**Work to be completed:**
From the line that includes "of the cheese" to the last line of the records, inclusive, repeat each line exactly.

**Entries from a pointing dataset:**
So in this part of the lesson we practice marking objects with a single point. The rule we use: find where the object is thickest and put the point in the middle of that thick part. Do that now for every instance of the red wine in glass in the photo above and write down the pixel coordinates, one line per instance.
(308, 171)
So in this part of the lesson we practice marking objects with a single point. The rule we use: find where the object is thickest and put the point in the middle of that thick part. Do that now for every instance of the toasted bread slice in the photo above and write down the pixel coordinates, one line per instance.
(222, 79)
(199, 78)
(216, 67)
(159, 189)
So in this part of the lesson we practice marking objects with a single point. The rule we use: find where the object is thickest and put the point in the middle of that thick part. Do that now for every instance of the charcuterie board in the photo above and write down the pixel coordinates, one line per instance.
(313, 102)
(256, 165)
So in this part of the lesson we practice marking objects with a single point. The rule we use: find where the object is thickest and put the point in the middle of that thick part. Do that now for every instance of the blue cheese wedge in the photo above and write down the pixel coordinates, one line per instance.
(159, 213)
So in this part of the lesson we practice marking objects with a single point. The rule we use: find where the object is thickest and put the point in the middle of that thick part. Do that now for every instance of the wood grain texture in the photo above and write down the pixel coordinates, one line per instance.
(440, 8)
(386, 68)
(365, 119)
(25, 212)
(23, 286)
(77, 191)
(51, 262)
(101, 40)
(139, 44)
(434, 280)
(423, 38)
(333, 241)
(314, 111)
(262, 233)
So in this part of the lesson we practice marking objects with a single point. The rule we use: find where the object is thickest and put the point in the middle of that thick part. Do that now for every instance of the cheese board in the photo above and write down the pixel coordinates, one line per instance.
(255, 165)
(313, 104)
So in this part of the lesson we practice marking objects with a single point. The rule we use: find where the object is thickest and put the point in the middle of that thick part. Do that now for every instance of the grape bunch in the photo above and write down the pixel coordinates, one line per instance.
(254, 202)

**Written reply:**
So in this part of the lesson we practice marking objects with a single point. The rule we use: find where the object is thickest and put the point in the middle of that thick part. Do that now for every instance of the cheese board in the photo above and write down the pixel coordinates, one line per instance.
(255, 165)
(313, 104)
So in this part of the lesson we practice marking objects with a single point. The rule we use: find where the object is thickest and put the point in the middle of that thick part. Do that now for every instance of the grape bunch in the photo above and write down the pixel coordinates, one line per instance.
(254, 202)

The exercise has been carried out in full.